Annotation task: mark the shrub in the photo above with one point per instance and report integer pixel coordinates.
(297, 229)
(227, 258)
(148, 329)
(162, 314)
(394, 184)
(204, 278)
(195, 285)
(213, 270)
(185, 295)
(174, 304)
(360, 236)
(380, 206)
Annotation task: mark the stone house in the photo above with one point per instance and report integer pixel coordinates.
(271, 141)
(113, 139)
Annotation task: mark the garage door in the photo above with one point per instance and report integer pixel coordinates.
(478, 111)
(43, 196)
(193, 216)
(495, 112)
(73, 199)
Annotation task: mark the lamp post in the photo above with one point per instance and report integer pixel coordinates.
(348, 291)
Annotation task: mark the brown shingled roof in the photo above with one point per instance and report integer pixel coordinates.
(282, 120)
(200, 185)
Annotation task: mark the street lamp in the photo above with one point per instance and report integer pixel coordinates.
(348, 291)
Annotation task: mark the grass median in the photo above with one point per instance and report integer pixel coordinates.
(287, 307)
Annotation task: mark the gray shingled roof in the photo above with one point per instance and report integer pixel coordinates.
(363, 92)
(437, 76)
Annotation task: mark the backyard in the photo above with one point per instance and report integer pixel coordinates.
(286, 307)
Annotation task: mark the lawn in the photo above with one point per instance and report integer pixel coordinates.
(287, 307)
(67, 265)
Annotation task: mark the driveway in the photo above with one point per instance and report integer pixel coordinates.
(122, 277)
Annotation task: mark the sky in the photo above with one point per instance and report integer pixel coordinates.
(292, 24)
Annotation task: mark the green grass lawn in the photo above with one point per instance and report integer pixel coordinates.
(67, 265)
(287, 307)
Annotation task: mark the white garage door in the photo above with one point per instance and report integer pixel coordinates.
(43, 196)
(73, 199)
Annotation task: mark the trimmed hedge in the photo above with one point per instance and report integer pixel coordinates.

Work required >> Copy only the stretch running from the line containing "Annotation task: mark the white" to the final line of the entries, both ends included, exactly as it stands.

Response box >>
Annotation task: mark the white garage door in the photo above with one point per instance and report integer pixel coordinates.
(43, 196)
(73, 199)
Annotation task: mark the trimmed hedge in the photo above with one point per instance and report integer pixel coordinates.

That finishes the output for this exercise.